#### EXERCISE AIM:
Exactly the lines from the start of the data through the line containing "[[228, 212], [12, 463]]" should be output, with both ends kept and nothing added.

#### STUDY MATERIAL:
== Segment start ==
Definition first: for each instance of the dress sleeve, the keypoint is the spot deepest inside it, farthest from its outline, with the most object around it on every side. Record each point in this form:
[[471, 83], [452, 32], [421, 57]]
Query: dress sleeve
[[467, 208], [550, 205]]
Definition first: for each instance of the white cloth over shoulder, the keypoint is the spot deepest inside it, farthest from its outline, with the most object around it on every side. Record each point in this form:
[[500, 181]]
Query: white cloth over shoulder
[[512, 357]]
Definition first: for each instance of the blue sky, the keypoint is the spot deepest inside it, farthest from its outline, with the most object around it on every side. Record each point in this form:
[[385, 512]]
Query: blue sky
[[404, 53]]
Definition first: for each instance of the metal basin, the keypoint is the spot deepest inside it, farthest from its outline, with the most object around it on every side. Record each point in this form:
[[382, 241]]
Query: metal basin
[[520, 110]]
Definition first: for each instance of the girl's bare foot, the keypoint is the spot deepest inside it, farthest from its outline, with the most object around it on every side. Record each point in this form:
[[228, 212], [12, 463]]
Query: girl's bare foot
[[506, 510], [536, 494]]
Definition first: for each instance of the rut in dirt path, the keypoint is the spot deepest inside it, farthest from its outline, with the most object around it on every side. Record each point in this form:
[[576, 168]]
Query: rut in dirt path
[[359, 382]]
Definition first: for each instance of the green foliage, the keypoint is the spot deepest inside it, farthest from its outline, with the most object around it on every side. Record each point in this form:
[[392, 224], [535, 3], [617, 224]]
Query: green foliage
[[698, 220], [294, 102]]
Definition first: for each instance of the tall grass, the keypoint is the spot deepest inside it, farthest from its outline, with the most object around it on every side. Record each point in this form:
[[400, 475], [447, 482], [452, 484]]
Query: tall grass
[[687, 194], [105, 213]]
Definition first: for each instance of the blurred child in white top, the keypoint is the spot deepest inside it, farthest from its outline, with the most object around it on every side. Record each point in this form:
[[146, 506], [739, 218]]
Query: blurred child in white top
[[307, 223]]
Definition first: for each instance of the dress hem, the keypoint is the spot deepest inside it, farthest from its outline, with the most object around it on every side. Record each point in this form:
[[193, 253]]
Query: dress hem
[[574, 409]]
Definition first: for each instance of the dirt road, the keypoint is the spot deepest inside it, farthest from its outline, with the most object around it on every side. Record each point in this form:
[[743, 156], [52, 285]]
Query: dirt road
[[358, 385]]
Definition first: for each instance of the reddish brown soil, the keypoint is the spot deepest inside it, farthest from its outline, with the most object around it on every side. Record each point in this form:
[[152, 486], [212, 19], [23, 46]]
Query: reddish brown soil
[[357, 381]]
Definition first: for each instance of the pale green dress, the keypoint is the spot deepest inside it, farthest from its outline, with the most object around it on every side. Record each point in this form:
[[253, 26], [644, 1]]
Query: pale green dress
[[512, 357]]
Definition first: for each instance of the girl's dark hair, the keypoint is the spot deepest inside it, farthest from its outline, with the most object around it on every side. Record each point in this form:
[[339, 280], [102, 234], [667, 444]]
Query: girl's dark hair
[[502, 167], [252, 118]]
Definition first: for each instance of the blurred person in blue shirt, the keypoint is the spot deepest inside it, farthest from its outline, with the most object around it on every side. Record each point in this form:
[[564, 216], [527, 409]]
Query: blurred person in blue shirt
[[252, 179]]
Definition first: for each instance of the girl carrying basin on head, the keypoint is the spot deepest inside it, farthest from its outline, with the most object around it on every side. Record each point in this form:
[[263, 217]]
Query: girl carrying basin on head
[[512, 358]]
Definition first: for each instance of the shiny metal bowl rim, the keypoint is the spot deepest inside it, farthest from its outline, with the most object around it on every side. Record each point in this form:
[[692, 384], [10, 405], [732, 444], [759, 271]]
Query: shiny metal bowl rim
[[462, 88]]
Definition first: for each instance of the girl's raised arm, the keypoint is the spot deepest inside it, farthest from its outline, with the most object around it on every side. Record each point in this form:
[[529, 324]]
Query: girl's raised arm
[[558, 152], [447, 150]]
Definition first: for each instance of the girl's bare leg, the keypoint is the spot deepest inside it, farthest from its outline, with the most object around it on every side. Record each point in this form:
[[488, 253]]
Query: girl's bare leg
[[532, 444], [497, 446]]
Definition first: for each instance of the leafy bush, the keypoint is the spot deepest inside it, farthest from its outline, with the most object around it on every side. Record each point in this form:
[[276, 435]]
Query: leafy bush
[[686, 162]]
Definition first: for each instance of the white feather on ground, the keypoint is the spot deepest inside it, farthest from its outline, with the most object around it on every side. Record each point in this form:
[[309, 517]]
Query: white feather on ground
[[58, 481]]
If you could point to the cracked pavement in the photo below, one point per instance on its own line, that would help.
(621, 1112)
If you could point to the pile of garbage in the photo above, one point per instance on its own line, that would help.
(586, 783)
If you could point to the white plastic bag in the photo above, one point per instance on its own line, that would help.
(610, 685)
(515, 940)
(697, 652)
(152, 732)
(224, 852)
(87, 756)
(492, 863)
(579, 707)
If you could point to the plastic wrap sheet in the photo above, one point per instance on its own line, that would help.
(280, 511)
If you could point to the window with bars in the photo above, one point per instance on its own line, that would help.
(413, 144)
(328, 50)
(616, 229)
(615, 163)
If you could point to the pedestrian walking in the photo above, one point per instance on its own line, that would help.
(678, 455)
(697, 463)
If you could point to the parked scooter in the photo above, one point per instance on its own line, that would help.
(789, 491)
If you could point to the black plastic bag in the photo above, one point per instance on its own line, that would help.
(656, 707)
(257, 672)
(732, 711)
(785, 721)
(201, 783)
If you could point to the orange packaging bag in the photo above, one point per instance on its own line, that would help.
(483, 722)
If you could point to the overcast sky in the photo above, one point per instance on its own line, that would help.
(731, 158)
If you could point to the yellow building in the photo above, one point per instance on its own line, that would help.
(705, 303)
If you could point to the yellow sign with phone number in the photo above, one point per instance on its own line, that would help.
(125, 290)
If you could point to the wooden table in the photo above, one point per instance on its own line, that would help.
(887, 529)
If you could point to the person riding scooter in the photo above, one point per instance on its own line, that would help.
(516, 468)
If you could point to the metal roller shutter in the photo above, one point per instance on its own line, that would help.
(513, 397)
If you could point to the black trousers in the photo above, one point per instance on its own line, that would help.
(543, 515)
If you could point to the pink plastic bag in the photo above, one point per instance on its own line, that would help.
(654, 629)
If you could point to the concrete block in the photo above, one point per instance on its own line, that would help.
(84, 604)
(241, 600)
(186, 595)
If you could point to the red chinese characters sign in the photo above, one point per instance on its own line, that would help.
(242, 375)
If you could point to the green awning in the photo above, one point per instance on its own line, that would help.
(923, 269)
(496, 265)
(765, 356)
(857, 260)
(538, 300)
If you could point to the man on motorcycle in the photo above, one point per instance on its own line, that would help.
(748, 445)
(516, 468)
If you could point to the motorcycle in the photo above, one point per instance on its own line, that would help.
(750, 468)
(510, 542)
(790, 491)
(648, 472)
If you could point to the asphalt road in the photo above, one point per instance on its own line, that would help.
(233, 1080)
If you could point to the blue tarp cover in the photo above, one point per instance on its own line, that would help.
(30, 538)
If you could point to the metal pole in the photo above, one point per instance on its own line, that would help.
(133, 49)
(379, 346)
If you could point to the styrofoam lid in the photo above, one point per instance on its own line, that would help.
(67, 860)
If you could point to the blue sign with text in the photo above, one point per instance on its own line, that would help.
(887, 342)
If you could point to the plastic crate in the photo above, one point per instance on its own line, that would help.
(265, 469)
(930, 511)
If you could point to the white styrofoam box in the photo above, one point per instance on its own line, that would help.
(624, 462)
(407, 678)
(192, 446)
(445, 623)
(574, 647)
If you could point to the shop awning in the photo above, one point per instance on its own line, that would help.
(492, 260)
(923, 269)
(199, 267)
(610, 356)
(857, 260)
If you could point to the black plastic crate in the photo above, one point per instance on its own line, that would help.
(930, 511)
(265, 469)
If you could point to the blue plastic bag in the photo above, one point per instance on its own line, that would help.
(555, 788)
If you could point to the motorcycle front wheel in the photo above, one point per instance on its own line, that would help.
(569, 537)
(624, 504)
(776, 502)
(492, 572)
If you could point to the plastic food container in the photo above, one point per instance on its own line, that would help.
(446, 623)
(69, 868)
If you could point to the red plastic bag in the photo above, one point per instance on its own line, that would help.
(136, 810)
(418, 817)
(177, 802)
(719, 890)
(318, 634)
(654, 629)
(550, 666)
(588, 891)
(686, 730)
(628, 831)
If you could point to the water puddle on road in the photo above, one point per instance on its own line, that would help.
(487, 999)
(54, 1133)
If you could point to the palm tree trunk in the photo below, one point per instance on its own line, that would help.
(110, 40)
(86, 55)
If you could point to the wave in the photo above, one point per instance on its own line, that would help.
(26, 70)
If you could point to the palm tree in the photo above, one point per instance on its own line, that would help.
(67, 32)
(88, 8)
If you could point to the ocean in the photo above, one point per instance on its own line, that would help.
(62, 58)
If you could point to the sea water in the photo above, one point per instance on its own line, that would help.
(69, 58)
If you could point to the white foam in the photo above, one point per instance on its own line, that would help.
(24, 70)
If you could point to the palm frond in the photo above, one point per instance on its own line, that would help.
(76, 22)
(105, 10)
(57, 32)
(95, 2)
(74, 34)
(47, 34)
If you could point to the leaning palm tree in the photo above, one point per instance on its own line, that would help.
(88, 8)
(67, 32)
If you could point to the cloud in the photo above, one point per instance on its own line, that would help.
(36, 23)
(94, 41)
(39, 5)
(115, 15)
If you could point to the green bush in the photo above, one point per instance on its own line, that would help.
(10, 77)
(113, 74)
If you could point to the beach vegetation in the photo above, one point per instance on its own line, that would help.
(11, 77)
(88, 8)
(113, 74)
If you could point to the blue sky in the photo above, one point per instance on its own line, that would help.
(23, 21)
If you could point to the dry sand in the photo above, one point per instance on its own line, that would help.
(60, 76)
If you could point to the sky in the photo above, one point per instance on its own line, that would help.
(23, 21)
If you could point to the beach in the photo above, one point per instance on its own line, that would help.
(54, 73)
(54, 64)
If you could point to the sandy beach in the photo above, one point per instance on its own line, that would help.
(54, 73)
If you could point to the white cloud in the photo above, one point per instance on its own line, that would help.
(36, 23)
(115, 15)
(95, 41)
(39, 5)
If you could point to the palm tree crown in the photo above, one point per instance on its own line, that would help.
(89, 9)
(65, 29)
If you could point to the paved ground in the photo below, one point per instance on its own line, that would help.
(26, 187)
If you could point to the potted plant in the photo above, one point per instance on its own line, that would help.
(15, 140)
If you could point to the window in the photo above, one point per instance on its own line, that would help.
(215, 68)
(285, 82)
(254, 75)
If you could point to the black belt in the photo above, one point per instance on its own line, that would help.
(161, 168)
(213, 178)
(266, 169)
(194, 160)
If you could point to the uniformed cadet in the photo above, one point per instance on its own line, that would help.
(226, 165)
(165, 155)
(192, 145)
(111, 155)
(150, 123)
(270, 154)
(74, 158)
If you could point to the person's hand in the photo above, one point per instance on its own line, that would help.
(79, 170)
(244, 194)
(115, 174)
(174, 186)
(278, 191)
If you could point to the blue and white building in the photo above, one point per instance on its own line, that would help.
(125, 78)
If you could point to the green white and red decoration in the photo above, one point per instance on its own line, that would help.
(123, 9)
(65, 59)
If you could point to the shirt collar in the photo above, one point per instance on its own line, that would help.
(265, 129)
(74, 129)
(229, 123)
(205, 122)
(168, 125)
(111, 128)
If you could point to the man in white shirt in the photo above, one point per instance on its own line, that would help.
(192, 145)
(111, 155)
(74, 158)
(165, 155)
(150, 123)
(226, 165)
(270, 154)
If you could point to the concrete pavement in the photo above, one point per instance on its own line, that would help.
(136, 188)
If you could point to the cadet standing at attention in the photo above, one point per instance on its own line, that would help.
== Segment end ==
#### RESPONSE BELOW:
Definition first: for each instance of the dress sleeve, the keypoint is the spot deepest inside it, farthest from its outline, with the most object around it on every side. Record each point in this form:
[[471, 83], [452, 32], [421, 57]]
Query: dress sleeve
[[467, 208], [550, 205]]
Definition first: for each instance of the white cloth over shoulder, the keypoint is the spot deepest inside it, farthest from its outline, with the most object around it on every side. Record each point in this form:
[[500, 181]]
Query: white cloth over shoulder
[[512, 357]]
Definition first: for each instance of the blue sky, the keypoint is the spot deepest inside it, farthest from its outline, with the most object around it on every side. Record each point in this form:
[[385, 512]]
Query: blue sky
[[404, 53]]
Definition first: for each instance of the metal basin, the keypoint is the spot deepest inside it, farthest from its outline, with the most object around it on every side. Record each point in this form:
[[382, 241]]
Query: metal basin
[[520, 110]]
Definition first: for each instance of the girl's bare foot, the keypoint is the spot deepest inside it, farthest from its outline, with the most object around it on every side. Record each point in this form:
[[228, 212], [12, 463]]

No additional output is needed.